WHAT THIS TASK INVOLVES:
Answer from the mindfulness blog page below.
(a) According to the quoted passage, which part of the brain gives rise to the automatic resistance to staying present?
(b) What do Navy SEALs use to calm the nervous system?
(c) How long is the silent retreat Karl says he will attend?

SOURCE EXTRACT:
§
Lost in interpretation

When  confronted with a difficult experience, the untrained mind wants to be anywhere but in the present moment, where it perceives acute unpleasantness. The mind becomes anxious whenever it’s uncertain and reacts as if one’s survival is at stake. So rather than staying with the experience and determining the best possible way to relate to it, the mind jumps to creating a story that involves  worrying about the future or judging oneself or others based on past experiences. This pattern of resistance to staying present in experience is an automatic response arising from the limbic brain as it detects threats. Ironically, the story imparts a false sense fo knowing what’s going on, and therefore can seem temporarily soothing.

Philipp Moffitt, Emotional Chaos to Clarity

8 thoughts on “Lost in interpretation

  1. Staying in the moment is a struggle. Moffitt’s passage helps me understand why and helps me not feel somehow less or inadequate because of the struggle, and the stumbles. Thanks for sharing these insights.

  2. great quote.

    I support people with childhood trauma (C-PTSD) and when a trigger thought explodes it activates our amygdala and fight or flight mechanism. What most do not realize what happens next. We receive that powerful jolt which signifies we have lost our fine motor skills, have tunnel vision, loss of hearing, increase in BP, Heart rate and respiration with our blood flowing to our extremities.

    Our being is readied for a lethal threat. Our nervous system has detected a threat however with C-PTSD this is not real. This moment when trauma explodes is the greatest moment to I prove.

    We improve by staying present with letting the story of trauma fade as we follow the breath. Then as we follow the breath we observe where fear settle empty of thought. That is why we practice following the breath everyday, so it will hold up when fear and panic invade our space.

    navy seals train to be able to take action when fear is present. They use slowing of the exhale to calm the nervous system. meditation activates our parasympathetic nervous system and is one skill that actually dissipates cortisol.

    Karl has the best mindfulness blog I have come across. he is crystal clear and has great tidbits every day. Great job.

    Marty

    1. Thanks Marty for your faithful presence, and your insights. I thought this extract summed up well the challenge that faces all of us, but even more so those you support. Best wishes for your work.

      Karl

      1. may I ask you about therapists and mindfulness. You are a practitioner and a teacher of mindfulness, some therapist have knowledge and very little experience.

        from my point of view mindfulness (meditation) is done with actual time on the cushion as the Buddhist refer to it. How would you know how to,apply mindfulness and know what it is by reading about it.

        A person like you is an expert and know the power intuitively from experience. How does someone replace that?

        Thanks.

      2. Hi Marty,

        I am no expert, but agree with you that everything stems from practice and not from techniques based on the theory. I will be away shortly on a ten day silent retreat so will keep you and your work in my thoughts.

        Karl

      3. Another question would be what does your actual practice add to your effectiveness teaching and supporting people. What would you be like as a teacher if you did not practice?
§
THE DATA:
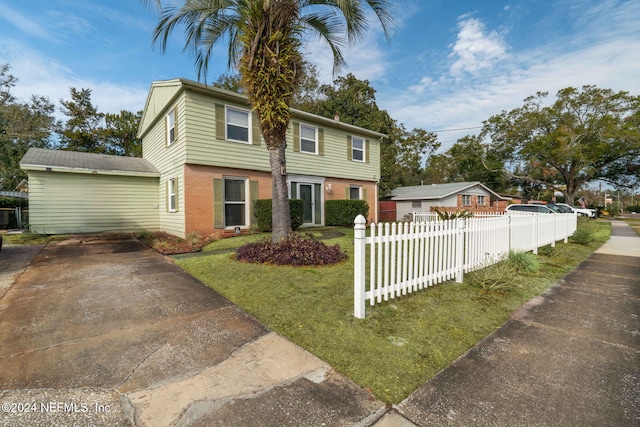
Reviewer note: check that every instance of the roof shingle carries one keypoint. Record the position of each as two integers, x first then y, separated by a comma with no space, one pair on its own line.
90,161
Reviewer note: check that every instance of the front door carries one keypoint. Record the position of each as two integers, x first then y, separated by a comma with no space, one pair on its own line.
306,195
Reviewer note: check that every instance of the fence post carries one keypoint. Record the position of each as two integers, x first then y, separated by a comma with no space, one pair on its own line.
359,242
460,238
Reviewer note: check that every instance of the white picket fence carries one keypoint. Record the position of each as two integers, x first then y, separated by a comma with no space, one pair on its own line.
400,258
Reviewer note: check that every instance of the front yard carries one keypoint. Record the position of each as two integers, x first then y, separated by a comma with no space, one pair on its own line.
401,343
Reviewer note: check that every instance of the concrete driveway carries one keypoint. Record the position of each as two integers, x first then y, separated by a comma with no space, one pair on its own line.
100,330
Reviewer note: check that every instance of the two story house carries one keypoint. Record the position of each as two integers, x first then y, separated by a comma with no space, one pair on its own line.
202,149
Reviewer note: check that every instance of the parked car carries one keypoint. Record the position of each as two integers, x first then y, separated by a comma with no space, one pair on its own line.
590,213
556,207
529,208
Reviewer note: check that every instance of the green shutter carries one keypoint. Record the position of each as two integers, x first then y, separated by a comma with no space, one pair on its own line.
175,124
253,196
255,124
166,190
218,203
177,188
366,150
220,131
321,141
318,203
296,136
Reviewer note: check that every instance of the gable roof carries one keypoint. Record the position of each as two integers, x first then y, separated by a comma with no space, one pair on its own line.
436,191
72,161
163,93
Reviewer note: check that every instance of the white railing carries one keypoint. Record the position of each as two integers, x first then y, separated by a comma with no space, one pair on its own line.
407,257
432,216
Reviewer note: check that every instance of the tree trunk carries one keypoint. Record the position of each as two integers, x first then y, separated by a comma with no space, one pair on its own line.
280,215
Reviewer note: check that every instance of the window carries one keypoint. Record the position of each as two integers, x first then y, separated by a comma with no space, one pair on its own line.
171,127
235,201
308,139
172,195
355,193
357,149
237,125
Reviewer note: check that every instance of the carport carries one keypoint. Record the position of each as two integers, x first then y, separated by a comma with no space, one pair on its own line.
72,192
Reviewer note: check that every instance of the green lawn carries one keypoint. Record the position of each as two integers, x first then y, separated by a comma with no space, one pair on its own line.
401,343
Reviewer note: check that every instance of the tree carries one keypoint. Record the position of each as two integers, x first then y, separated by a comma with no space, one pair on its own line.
402,152
264,39
91,131
22,125
121,133
585,135
467,160
83,129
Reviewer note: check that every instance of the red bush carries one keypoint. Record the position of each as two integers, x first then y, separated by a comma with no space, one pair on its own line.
295,249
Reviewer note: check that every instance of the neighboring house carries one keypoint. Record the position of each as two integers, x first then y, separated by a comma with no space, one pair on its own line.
210,164
471,196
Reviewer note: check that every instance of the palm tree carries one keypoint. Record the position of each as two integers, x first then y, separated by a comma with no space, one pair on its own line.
264,43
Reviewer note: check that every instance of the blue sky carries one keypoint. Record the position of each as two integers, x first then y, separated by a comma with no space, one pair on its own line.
451,63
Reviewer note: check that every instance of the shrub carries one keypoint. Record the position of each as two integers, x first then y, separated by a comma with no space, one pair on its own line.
524,261
342,213
613,210
295,249
444,215
502,276
262,211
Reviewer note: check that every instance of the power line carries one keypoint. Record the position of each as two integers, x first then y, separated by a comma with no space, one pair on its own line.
453,130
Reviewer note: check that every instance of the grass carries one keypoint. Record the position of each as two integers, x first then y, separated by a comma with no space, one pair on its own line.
401,343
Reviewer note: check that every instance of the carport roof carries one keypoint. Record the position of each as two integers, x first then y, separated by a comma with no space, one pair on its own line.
73,161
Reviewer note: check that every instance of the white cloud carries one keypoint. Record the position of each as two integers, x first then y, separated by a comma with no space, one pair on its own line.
474,49
41,75
26,24
425,82
599,54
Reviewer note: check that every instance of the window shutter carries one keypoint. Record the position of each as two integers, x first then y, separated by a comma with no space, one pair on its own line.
166,130
366,151
176,190
296,136
175,124
220,126
321,141
218,203
255,128
253,196
167,194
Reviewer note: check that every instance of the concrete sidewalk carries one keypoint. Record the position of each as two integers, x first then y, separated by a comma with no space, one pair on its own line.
102,331
570,357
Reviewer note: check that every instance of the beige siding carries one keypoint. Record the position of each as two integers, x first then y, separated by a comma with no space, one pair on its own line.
157,102
204,149
334,163
83,203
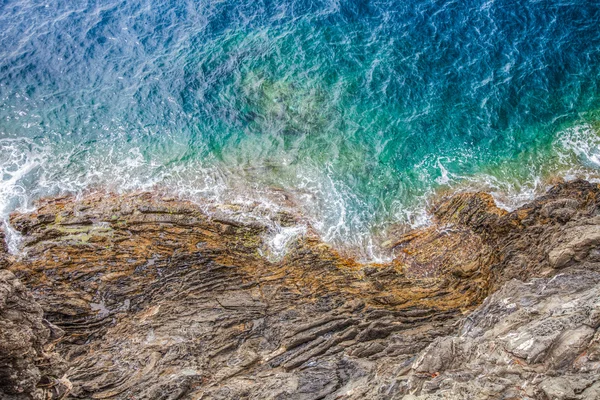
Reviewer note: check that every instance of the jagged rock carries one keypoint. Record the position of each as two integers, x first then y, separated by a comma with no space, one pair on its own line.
28,367
164,299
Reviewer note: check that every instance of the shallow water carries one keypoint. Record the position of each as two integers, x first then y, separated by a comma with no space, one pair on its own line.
360,110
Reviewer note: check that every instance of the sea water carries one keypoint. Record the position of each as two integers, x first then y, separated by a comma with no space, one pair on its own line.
360,111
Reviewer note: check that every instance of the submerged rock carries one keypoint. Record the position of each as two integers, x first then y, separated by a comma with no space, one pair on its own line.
159,300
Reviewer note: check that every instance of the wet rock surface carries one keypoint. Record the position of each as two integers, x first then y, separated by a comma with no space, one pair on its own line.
158,299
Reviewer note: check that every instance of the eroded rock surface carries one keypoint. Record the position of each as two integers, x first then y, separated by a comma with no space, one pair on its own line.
28,366
160,300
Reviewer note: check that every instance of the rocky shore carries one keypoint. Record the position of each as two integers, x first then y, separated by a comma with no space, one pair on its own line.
146,297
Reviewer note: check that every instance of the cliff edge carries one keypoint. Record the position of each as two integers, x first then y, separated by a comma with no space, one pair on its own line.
148,297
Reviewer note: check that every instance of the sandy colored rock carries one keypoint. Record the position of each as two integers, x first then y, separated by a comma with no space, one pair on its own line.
164,299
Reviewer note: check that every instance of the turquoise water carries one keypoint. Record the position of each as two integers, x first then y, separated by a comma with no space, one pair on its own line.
360,111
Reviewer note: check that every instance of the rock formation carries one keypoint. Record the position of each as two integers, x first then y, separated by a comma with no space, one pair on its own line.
160,299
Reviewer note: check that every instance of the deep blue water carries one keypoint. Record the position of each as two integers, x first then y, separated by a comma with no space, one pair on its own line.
360,110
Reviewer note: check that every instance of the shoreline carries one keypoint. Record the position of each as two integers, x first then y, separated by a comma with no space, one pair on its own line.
137,295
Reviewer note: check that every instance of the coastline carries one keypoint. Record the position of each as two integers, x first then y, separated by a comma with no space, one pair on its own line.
142,294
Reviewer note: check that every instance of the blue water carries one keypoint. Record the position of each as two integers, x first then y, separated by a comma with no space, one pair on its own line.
360,111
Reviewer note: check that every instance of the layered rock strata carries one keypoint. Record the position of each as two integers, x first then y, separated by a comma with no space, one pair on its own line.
158,299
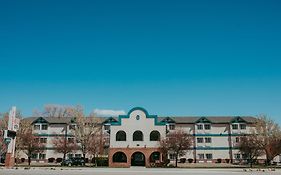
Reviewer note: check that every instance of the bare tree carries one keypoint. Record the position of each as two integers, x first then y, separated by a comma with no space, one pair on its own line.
27,142
177,142
86,128
3,126
250,146
269,134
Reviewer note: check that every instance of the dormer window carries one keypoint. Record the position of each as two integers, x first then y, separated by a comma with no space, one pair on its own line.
36,127
172,127
243,126
44,127
200,127
234,126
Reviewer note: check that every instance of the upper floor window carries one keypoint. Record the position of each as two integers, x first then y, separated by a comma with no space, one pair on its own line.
154,136
234,126
199,127
200,140
200,156
44,127
43,140
72,126
137,136
207,126
121,136
107,127
242,126
70,140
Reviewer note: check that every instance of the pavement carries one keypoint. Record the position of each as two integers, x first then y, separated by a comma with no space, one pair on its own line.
134,171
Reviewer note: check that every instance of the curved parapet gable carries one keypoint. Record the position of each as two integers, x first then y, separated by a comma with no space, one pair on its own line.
155,117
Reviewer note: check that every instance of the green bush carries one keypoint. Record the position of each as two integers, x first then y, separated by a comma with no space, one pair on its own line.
101,161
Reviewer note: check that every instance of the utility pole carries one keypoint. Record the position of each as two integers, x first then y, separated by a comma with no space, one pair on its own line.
10,138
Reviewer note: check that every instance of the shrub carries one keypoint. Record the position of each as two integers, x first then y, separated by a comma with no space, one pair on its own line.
51,160
59,160
171,166
227,160
102,161
182,160
190,160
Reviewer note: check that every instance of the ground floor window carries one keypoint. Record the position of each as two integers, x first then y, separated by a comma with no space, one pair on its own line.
120,157
172,156
155,156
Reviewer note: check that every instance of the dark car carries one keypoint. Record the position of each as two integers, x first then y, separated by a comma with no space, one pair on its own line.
75,161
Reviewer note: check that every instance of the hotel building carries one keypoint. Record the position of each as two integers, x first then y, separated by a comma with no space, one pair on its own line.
133,139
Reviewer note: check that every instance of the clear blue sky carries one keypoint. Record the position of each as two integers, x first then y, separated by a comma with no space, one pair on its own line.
170,57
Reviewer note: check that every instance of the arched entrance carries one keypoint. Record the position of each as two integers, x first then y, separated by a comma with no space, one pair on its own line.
138,159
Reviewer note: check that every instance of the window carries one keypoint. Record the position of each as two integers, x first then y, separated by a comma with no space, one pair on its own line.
244,156
234,126
71,126
199,127
200,156
119,157
78,155
70,140
70,156
172,156
43,140
209,156
107,127
208,140
207,126
34,156
121,136
242,126
44,127
172,127
199,140
42,156
36,127
154,136
137,136
237,156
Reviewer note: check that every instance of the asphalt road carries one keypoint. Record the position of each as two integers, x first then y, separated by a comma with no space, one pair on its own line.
131,171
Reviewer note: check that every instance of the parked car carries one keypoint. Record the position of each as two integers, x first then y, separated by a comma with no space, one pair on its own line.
75,161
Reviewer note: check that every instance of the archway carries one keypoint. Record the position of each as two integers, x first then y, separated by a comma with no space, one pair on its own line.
138,159
154,157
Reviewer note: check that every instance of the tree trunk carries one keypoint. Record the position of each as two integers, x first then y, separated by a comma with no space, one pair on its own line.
84,157
176,160
64,155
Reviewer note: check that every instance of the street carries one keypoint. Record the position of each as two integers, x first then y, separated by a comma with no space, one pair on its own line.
130,171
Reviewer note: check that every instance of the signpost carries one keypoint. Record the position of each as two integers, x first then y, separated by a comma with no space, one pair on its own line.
10,138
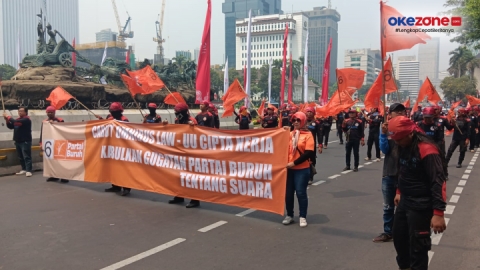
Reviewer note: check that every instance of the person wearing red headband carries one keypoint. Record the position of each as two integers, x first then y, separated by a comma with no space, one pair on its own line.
51,118
183,118
205,118
355,136
421,195
301,150
152,117
460,136
22,136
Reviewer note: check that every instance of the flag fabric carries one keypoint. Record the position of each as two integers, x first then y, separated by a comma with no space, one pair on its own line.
249,58
104,54
174,98
59,97
284,66
326,74
427,91
473,100
270,62
350,78
147,79
203,69
290,82
225,78
305,71
393,40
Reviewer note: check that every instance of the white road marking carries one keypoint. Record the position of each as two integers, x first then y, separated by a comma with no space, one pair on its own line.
318,183
454,199
246,212
449,210
144,254
213,226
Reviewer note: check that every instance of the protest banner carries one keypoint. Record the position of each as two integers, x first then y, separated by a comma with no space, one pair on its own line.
231,167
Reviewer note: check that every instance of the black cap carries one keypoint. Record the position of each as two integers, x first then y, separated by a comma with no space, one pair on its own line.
395,107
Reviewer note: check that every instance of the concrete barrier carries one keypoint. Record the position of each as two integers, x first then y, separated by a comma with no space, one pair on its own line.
9,163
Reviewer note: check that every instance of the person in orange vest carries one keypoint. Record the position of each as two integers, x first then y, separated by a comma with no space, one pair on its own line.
51,118
116,113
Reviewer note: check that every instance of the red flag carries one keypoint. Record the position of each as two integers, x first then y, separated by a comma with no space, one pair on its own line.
326,74
290,82
284,65
203,70
391,40
59,97
74,55
174,98
427,90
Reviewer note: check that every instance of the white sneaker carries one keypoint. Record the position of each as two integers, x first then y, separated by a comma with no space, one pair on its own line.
303,222
288,220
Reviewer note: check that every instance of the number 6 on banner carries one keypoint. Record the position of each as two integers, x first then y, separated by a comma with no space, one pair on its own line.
48,149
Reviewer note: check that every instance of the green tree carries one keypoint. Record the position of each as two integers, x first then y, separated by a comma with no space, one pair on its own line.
457,88
7,72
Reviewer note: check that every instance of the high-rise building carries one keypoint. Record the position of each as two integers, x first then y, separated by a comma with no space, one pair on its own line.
323,25
429,57
267,38
367,60
186,54
238,9
106,35
18,27
407,73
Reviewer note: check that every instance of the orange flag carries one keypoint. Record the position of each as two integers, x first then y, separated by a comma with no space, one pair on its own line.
473,100
374,94
427,90
261,108
174,98
147,79
59,97
350,78
391,40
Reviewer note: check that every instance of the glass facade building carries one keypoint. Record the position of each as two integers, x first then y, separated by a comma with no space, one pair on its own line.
238,9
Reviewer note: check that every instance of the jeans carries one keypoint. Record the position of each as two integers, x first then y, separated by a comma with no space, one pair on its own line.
355,146
297,182
411,231
24,152
389,192
373,137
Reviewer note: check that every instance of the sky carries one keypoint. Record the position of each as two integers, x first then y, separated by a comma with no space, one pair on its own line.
184,21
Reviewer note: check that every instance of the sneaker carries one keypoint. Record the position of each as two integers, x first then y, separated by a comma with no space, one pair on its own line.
383,237
287,221
303,222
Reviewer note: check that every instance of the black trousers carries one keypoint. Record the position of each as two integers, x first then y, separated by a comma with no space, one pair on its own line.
352,145
340,133
411,231
453,145
373,137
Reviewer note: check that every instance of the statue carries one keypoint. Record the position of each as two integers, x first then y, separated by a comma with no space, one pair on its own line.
41,45
52,42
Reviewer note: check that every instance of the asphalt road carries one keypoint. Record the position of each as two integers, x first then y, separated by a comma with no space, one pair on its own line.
78,226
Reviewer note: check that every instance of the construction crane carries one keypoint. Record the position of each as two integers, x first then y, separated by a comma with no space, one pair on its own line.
159,39
122,31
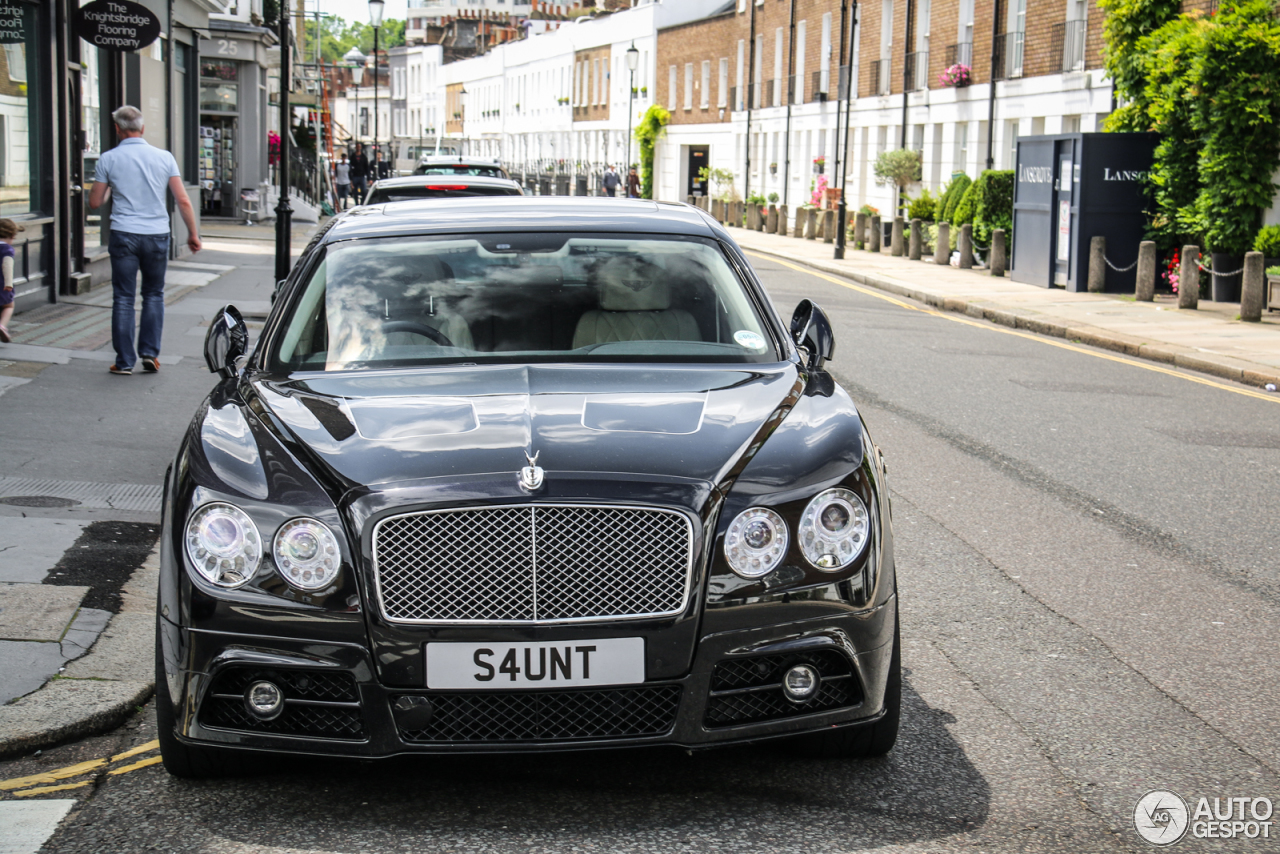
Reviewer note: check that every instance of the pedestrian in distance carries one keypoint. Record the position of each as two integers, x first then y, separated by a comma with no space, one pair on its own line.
8,231
359,174
612,179
342,181
135,176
§
ANSWER TO THE EXERCISE:
(a) The limbic brain.
(b) Slowing of the exhale.
(c) Ten days.